* **Passage to read**
--- start ---
Disruption is part of our business culture. The world’s largest ride-sharing company owns no cars. The world’s largest accommodation service owns no property. And the world's largest social network produces no content.
The most disruptive businesses are those with an interface; a means of connecting the consumer with the good they desire. So is the case of beGlammed, the first on-demand app that connects hair and makeup artists with the consumer.
Launched in May 2014 it is now the leading on-demand beauty app. It seems simple enough. Combine two billion dollar businesses-- beauty and the on-demand platform-- and watch it spread like wildfire. On the surface, it is.
It was an idea so compelling, or a “no-brainer” as VP of Marketing and Business Development Alexandra Amodio says, that it made her rethink the aphorism “Perfect is the enemy of good.”
“I know,” she says, “It’s important not to delay until you have a ‘perfect product’ that can come to market, but at the same time, you need to have perfect branding and perfect service, because that’s how your customers will remember you.”
Alexandra Amodio at Create & Cultivate DLTA, May 2016
The app didn’t exist when the business first launched. In the beginning, for the first two months people would call and book. “We were a technology company and we had this amazing idea at the cross-section of technology and beauty and we didn't have the app yet." BeGlammed now offers services in 20 U.S. cities and one international city.
“I looked back at records the other day, and I was the first appointment.”
--- end ---
(Object point labels)
--- start ---
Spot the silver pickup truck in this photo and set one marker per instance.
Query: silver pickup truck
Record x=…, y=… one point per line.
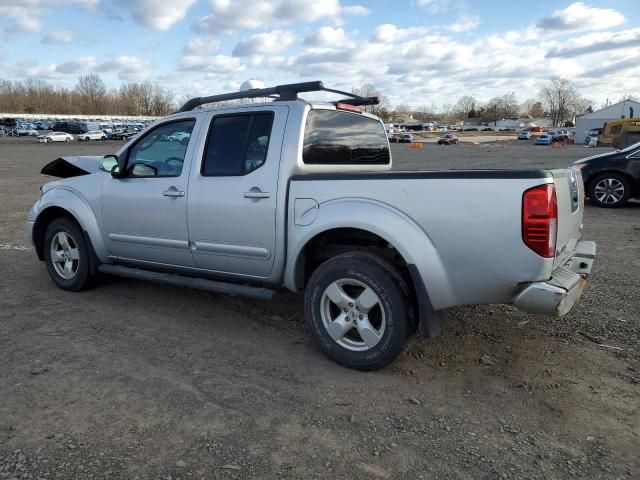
x=248, y=198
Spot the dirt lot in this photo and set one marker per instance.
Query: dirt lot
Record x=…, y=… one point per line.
x=133, y=380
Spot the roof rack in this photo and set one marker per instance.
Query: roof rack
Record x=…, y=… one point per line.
x=280, y=93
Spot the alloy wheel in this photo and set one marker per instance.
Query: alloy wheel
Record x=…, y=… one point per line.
x=65, y=256
x=352, y=314
x=609, y=191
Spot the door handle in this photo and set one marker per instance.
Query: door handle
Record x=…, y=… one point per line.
x=173, y=193
x=256, y=194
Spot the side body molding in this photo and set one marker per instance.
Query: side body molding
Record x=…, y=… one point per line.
x=411, y=241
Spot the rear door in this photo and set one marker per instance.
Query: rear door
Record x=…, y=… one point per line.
x=233, y=193
x=570, y=198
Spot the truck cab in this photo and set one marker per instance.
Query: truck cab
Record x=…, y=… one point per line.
x=250, y=198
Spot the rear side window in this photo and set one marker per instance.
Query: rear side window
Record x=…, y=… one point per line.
x=237, y=144
x=339, y=138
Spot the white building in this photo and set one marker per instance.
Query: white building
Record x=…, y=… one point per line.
x=597, y=119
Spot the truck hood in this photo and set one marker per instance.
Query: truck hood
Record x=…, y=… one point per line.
x=66, y=167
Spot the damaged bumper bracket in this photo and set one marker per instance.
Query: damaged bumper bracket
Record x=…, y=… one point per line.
x=559, y=294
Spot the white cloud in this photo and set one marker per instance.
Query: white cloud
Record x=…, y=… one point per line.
x=157, y=14
x=24, y=25
x=328, y=37
x=81, y=66
x=435, y=6
x=231, y=16
x=465, y=24
x=216, y=64
x=597, y=42
x=129, y=68
x=579, y=17
x=389, y=32
x=263, y=43
x=201, y=46
x=357, y=10
x=23, y=15
x=58, y=37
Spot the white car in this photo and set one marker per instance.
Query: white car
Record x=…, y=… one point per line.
x=55, y=137
x=179, y=137
x=92, y=135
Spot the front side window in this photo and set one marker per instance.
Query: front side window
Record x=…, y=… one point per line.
x=161, y=152
x=237, y=144
x=339, y=138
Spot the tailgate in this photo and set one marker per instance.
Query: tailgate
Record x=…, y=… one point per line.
x=570, y=197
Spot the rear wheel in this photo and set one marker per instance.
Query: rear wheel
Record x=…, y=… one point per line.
x=67, y=256
x=357, y=310
x=610, y=190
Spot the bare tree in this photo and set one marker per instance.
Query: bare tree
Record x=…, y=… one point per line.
x=368, y=90
x=402, y=110
x=91, y=90
x=505, y=106
x=464, y=105
x=88, y=97
x=561, y=100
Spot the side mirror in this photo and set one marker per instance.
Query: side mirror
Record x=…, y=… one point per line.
x=110, y=164
x=143, y=170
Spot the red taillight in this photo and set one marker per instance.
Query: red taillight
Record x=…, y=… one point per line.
x=540, y=219
x=348, y=108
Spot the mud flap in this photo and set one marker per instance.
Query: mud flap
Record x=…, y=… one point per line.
x=429, y=319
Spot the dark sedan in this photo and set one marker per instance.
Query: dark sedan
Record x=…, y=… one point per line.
x=611, y=179
x=447, y=139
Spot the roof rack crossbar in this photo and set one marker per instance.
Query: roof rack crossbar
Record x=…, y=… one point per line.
x=279, y=93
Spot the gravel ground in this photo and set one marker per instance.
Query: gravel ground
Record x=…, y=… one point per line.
x=133, y=380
--- end ---
* **Aim of the task**
Retype the beGlammed passage, starting with "Disruption is part" and going on through "produces no content.". Work only from the text about beGlammed.

* **Result of the task**
Disruption is part of our business culture. The world’s largest ride-sharing company owns no cars. The world’s largest accommodation service owns no property. And the world's largest social network produces no content.